◆ **Stated goal**
Extract the complete data exactly as given.

◆ **Source records**
## start
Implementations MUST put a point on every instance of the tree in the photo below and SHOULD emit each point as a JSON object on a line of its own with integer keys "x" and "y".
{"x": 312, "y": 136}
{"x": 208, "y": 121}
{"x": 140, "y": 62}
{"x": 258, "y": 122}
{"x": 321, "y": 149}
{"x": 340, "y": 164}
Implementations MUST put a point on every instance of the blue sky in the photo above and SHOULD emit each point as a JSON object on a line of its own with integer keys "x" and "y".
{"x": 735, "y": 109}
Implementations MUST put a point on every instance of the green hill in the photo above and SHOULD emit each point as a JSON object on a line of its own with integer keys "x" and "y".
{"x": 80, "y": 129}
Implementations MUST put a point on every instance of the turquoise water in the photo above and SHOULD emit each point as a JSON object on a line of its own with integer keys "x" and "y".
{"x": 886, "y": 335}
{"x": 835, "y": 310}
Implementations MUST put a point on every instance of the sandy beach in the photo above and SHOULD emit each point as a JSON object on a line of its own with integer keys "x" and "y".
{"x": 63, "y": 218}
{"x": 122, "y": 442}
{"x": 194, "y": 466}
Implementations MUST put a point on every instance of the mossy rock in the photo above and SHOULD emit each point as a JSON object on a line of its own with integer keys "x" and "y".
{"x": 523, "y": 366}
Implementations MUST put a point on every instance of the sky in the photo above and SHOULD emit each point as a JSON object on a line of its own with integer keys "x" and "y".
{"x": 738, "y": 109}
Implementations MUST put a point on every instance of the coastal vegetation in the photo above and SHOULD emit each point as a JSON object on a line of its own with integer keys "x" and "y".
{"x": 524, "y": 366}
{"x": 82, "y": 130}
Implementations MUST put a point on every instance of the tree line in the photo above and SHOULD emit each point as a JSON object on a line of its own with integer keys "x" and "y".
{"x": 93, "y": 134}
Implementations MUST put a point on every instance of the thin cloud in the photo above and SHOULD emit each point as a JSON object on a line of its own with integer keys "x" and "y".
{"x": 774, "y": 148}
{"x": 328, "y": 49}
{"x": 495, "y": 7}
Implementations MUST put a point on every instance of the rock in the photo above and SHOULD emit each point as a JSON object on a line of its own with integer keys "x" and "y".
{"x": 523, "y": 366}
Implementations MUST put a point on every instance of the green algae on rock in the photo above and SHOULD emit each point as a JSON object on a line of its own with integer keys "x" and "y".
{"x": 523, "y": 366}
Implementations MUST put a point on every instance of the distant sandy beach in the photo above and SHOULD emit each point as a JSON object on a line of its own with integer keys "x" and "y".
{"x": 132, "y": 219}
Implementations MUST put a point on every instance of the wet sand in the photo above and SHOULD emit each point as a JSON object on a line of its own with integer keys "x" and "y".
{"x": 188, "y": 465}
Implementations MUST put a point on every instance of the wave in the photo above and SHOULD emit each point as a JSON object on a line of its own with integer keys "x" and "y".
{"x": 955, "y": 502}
## end
◆ **Complete response**
Implementations MUST put a point on every instance of the tree in the photo below and SHOULD emit each point as a JSON object on a line of its own with integer keys "x" and "y".
{"x": 312, "y": 136}
{"x": 208, "y": 121}
{"x": 140, "y": 62}
{"x": 258, "y": 122}
{"x": 321, "y": 149}
{"x": 340, "y": 164}
Implementations MUST put a point on every instance of the blue sky in the photo above and SHOULD emit each point as a JSON object on a line of its own with integer keys "x" and "y".
{"x": 735, "y": 109}
Implementations MUST put a point on every instance of the green hill in the photo above and SHOULD emit each point as a JSON object on a line of its own with integer keys "x" and "y".
{"x": 80, "y": 129}
Implementations MUST put a point on every instance of the turquoise water in the photo above and SHOULD emit each point as a JSON object on a line of its own with integer keys "x" and "y".
{"x": 886, "y": 335}
{"x": 835, "y": 310}
Implementations MUST put a point on every instance of the sandy beach in the photo above and SHOULD emit each point as a JSON object on a line of its own with integer keys "x" and "y".
{"x": 63, "y": 218}
{"x": 122, "y": 442}
{"x": 194, "y": 466}
Implementations MUST put a point on every instance of the mossy rock in the photo above and SHOULD emit each point as a JSON object on a line of its own with integer keys "x" and "y".
{"x": 523, "y": 366}
Implementations MUST put a point on every instance of the sky in the photo above and SHOULD emit each point as a JSON object on a line of its own with integer keys "x" and "y".
{"x": 738, "y": 109}
Implementations MUST put a point on every instance of the coastal vegetation in the photo above and SHOULD emit each point as a JSON object on a line of its own with integer keys "x" and "y".
{"x": 524, "y": 366}
{"x": 82, "y": 130}
Implementations MUST put a point on every instance of the tree line in the photo above and SHOULD emit each point as a JSON object on a line of its own with integer keys "x" and "y".
{"x": 93, "y": 134}
Implementations MUST put a point on every instance of the thin cloud in the photo above and SHOULD emit each point as a JSON object on a line of its own with integer keys "x" and "y".
{"x": 774, "y": 148}
{"x": 328, "y": 49}
{"x": 495, "y": 7}
Implementations MUST put a point on every instance of the rock in the photo above and SHOULD emit each point as a JSON object on a line of its own with integer keys "x" and "y".
{"x": 523, "y": 366}
Implementations MUST put a point on every instance of the green algae on rock in the photo above and SHOULD emit each point as a JSON object on a line of its own with integer keys "x" and "y".
{"x": 523, "y": 366}
Implementations MUST put a point on every instance of the distant sandy beach in the photo above and SHOULD emit each point as a JSON object on a line of its own with integer keys "x" and "y".
{"x": 132, "y": 219}
Implementations MUST put a point on every instance of the wet sand in the photo above and SHOULD emit each point as a JSON object on a line of its own with integer keys "x" and "y".
{"x": 188, "y": 465}
Implementations MUST put a point on every instance of the wave in the photo above and SHOULD emit each point as a JSON object on a line of its own with integer keys "x" and "y".
{"x": 955, "y": 502}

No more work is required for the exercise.